• _What you need to do_
**a)** Answer these questions from the passage on regulation:
(i) What type of chemical caused the hole in the Ozone Layer?
(ii) How many pages long was the UK regulation about removing verbose regulations?
(iii) In what period did scientists spot the hole in the Ozone Layer?
**b)** From the passage on regulation, copy out word for word the part starting with "In the early" and going on through "sue identifiable others.".

• _Passage shown_
To the extent that this isn’t gibberish, it’s cost, cost, cost. Not a single mention of freedom. But only costs to the federal government rather than the freedom of business or actual people. (And, as to the UK, we don’t know because the link above points to a page here which was withdrawn – although it’s notable that what’s there was a 90-page regulation about removing verbose regulations. Perhaps even its authors realised the self-parody.)

So I can only assume that the real target of the Tea Party and Conservative rhetoric is neither quotidian protection of the public nor the feathering of nests, but a third type of regulation. Here’s an example.

In the early 1970s, scientists spotted a large and growing hole in the Ozone Layer. Unchecked, this was an existential threat not only to humanity, but to life on this planet: the Ozone Layer keeps out ultraviolet radiation that is deadly to many life forms. The cause was a type of chemical known as a CFC and the result was the Montreal Protocol, that banned them. This treaty was successful: the Ozone Layer is on its way to recovery.

The Montreal Protocol was implemented by creating regulations in every signatory country. So what type of regulation resulted? The protocol feathered nobody’s nest, and it was to protect the public, so it would seem to fit into the first of the two categories I proposed. But the fire and hygiene regulations I mentioned above protect the public from identifiable others. In the absence of regulation, victims (or their survivors) can sue identifiable others.

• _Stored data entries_
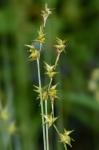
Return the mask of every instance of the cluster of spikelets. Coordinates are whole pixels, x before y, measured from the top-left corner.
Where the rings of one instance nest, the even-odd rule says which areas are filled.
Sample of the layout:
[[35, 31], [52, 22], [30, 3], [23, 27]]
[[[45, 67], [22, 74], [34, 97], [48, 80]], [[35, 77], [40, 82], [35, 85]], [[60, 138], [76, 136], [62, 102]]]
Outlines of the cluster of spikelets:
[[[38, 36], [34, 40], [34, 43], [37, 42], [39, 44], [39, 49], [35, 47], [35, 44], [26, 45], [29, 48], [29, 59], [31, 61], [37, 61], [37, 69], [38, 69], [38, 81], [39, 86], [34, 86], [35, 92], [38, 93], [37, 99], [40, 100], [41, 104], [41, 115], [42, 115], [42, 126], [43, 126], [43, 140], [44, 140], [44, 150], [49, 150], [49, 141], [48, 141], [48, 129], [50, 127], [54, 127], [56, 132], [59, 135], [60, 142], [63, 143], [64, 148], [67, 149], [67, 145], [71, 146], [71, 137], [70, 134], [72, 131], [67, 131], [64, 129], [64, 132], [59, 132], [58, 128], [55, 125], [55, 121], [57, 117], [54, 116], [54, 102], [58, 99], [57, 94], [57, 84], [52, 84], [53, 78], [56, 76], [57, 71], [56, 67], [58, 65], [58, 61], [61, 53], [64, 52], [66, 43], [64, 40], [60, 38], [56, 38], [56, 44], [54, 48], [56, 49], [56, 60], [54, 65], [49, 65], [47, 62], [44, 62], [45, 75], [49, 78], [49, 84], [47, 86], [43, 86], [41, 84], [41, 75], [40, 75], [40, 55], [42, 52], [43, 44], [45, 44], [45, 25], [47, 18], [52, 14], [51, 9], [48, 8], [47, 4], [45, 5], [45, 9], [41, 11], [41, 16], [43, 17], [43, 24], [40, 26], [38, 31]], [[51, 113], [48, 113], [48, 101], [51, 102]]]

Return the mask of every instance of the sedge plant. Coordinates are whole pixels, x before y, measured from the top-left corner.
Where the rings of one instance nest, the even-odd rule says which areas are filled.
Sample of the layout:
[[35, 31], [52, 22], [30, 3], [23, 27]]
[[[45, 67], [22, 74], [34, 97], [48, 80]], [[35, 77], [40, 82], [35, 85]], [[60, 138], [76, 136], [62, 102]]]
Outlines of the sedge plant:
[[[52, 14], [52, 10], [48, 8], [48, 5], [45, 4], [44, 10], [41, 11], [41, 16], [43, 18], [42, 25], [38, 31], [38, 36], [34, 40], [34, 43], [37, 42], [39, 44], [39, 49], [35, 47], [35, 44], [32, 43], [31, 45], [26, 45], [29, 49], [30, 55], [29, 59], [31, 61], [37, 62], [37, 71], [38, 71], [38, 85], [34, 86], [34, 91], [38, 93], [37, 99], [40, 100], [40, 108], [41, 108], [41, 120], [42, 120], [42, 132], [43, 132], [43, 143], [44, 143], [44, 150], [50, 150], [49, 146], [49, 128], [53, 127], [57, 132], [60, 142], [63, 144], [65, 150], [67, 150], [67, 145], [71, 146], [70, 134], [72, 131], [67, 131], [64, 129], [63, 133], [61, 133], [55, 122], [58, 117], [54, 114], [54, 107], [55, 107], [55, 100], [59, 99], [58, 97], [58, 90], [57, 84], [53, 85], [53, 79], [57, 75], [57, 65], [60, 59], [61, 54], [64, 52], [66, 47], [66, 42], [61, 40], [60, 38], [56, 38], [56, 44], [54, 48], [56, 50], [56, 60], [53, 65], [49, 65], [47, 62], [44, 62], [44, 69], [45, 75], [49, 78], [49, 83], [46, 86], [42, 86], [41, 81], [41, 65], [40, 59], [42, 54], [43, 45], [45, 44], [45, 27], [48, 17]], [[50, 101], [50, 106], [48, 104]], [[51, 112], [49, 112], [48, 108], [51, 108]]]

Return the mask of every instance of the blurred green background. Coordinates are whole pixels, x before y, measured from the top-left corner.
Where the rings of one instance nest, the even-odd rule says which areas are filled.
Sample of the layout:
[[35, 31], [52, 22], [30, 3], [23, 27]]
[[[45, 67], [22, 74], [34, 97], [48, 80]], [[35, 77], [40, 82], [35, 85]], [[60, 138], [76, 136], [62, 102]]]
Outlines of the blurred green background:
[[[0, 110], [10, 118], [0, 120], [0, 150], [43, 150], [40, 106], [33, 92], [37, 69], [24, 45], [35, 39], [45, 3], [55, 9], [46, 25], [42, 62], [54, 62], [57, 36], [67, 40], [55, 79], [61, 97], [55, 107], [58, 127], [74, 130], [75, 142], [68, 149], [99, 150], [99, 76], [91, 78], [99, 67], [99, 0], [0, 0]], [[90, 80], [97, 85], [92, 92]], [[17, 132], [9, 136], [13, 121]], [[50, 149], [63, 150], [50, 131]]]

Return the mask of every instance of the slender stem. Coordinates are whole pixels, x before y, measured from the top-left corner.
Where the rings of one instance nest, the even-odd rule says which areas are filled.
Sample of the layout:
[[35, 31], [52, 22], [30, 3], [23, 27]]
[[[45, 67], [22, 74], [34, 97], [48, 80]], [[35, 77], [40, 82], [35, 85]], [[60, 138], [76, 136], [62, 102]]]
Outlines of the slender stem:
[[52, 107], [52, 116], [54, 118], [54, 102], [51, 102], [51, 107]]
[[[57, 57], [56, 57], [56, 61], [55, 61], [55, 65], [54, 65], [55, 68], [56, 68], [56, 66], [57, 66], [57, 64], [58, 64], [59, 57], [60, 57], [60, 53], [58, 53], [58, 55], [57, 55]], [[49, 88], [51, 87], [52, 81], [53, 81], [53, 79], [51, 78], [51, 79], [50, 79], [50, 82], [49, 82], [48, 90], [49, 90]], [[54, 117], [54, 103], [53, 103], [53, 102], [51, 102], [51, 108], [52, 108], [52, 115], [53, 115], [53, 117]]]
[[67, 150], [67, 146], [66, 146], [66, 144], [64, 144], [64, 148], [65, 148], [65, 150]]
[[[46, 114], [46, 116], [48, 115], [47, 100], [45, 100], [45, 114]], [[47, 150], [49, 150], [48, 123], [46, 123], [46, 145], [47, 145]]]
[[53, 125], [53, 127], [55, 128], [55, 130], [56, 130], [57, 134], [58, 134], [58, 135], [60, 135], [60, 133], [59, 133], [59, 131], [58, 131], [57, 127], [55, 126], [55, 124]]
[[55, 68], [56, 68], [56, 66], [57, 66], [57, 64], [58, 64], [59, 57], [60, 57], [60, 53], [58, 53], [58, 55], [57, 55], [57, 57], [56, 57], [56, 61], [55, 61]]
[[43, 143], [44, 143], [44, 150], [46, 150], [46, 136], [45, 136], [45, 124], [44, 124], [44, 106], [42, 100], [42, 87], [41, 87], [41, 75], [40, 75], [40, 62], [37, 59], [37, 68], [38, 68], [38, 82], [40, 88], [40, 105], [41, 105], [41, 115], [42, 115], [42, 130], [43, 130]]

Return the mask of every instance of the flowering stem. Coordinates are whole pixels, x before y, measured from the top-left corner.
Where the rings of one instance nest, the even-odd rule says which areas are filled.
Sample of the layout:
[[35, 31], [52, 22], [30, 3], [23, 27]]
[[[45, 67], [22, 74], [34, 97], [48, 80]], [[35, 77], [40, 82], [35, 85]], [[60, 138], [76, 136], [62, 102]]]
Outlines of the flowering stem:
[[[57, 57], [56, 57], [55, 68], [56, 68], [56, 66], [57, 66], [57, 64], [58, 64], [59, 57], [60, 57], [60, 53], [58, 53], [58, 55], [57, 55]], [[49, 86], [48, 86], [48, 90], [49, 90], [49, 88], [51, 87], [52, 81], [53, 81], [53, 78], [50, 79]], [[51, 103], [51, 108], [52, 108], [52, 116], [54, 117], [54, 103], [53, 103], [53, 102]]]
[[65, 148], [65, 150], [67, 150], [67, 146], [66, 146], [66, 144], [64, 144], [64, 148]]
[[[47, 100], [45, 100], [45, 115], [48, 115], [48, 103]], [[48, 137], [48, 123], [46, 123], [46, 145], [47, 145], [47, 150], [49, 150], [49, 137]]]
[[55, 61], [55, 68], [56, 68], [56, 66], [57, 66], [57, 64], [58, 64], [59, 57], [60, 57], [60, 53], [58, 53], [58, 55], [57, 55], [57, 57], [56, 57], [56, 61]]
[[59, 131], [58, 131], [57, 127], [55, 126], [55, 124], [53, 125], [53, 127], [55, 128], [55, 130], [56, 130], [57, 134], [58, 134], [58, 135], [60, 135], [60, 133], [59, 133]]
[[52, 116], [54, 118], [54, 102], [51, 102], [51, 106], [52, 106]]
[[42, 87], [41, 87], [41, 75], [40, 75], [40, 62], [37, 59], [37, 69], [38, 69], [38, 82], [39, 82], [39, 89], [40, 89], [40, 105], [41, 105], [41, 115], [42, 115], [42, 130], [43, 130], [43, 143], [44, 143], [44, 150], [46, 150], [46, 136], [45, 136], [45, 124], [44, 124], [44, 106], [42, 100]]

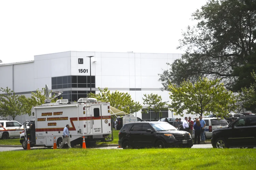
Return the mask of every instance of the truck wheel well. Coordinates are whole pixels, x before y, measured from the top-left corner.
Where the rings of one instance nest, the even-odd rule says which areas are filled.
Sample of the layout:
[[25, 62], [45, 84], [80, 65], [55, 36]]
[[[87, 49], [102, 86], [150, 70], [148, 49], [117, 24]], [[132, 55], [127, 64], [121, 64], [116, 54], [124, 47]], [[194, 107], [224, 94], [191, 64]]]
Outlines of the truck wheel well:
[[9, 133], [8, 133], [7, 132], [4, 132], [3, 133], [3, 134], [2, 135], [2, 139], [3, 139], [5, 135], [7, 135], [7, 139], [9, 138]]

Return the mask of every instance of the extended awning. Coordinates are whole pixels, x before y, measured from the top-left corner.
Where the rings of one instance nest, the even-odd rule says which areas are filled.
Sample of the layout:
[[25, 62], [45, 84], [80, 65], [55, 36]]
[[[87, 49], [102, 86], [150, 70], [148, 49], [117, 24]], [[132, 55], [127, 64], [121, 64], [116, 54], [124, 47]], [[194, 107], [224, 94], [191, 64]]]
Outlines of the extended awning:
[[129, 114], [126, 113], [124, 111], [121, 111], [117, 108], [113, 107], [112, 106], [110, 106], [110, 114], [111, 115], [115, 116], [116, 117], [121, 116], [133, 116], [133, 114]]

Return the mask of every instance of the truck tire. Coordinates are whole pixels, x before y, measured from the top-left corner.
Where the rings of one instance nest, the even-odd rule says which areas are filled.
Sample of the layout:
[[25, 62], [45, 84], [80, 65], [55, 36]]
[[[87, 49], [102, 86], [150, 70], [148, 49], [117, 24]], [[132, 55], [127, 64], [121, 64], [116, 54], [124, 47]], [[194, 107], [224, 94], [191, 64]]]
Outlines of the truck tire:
==
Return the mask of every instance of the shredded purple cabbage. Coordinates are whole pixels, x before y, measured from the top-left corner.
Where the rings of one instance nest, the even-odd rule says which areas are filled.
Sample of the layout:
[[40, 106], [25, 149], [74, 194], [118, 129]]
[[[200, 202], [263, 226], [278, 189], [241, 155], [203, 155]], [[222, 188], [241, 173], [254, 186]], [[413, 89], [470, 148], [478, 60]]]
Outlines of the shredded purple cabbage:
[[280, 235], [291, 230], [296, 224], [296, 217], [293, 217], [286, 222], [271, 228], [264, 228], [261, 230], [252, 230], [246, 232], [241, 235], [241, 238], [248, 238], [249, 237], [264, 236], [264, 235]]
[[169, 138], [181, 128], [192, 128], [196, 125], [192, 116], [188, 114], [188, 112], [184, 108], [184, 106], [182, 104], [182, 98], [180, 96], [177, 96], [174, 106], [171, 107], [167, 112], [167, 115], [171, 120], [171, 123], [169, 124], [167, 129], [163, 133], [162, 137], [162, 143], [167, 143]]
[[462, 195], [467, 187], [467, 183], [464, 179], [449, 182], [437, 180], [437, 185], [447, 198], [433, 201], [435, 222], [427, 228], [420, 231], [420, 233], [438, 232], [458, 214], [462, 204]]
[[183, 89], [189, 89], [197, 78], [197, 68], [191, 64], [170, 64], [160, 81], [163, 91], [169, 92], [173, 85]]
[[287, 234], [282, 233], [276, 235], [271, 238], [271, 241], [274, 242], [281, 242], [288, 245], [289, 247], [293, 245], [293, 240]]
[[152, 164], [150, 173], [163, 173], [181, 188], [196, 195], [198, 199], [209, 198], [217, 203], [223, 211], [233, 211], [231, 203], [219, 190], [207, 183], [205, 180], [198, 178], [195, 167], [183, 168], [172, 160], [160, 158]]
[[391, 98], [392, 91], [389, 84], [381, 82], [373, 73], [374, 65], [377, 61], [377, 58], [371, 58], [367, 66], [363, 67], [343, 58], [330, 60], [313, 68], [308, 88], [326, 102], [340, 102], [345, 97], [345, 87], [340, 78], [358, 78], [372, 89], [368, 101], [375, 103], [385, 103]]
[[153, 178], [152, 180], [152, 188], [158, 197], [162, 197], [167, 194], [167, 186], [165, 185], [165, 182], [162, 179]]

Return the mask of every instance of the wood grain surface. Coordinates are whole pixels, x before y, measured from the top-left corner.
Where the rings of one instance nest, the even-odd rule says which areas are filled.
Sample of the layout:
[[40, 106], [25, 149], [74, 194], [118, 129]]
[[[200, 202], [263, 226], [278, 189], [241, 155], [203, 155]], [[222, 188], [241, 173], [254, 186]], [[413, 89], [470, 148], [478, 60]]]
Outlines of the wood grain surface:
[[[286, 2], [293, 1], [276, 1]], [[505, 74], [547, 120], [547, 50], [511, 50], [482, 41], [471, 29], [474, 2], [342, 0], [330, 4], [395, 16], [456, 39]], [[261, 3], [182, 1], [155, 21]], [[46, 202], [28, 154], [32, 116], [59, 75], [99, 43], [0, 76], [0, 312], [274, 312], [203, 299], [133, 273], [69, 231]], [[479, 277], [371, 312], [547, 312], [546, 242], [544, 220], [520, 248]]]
...
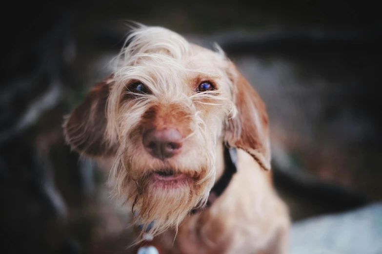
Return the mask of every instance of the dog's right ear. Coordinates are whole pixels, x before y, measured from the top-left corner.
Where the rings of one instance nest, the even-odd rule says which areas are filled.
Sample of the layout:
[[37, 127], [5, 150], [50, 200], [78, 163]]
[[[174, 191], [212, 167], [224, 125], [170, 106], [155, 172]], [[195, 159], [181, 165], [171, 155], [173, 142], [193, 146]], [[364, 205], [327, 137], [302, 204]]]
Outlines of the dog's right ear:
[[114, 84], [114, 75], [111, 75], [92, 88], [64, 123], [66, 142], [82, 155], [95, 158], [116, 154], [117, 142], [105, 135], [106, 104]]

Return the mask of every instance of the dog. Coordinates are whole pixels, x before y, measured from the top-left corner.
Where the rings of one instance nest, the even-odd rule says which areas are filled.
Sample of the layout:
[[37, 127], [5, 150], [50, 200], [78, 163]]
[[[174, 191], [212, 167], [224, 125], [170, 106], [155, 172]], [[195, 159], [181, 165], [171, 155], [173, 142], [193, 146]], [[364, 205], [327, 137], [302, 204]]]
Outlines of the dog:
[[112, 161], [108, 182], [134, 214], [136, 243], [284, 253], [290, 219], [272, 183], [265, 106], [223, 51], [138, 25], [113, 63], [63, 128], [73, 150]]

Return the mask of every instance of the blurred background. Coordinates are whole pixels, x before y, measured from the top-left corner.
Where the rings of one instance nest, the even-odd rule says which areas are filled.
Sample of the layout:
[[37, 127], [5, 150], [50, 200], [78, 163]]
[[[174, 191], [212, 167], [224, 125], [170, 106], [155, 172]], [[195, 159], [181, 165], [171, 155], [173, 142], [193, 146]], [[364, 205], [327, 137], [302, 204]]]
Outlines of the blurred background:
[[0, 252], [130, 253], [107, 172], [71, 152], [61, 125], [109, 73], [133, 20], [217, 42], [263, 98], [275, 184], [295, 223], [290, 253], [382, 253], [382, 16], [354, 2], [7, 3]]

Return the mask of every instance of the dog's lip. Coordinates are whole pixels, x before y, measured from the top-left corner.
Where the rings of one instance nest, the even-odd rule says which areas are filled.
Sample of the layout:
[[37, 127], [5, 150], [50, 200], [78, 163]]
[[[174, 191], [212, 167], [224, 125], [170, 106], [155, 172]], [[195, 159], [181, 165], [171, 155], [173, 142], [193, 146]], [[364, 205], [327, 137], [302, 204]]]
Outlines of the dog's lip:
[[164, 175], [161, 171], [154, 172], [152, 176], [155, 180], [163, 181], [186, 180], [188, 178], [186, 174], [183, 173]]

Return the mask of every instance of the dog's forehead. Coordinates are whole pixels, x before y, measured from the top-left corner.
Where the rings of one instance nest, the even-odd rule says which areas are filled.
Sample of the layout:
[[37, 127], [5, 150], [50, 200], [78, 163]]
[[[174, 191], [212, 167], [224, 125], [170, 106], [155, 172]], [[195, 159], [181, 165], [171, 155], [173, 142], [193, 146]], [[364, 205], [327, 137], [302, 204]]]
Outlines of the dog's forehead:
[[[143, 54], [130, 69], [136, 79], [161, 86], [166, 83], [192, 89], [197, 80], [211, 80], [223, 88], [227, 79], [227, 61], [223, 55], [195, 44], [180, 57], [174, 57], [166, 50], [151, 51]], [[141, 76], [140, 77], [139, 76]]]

• _Responses in order_
**a)**
(i) A CFC
(ii) 90 pages
(iii) The early 1970s

**b)**
In the early 1970s, scientists spotted a large and growing hole in the Ozone Layer. Unchecked, this was an existential threat not only to humanity, but to life on this planet: the Ozone Layer keeps out ultraviolet radiation that is deadly to many life forms. The cause was a type of chemical known as a CFC and the result was the Montreal Protocol, that banned them. This treaty was successful: the Ozone Layer is on its way to recovery.

The Montreal Protocol was implemented by creating regulations in every signatory country. So what type of regulation resulted? The protocol feathered nobody’s nest, and it was to protect the public, so it would seem to fit into the first of the two categories I proposed. But the fire and hygiene regulations I mentioned above protect the public from identifiable others. In the absence of regulation, victims (or their survivors) can sue identifiable others.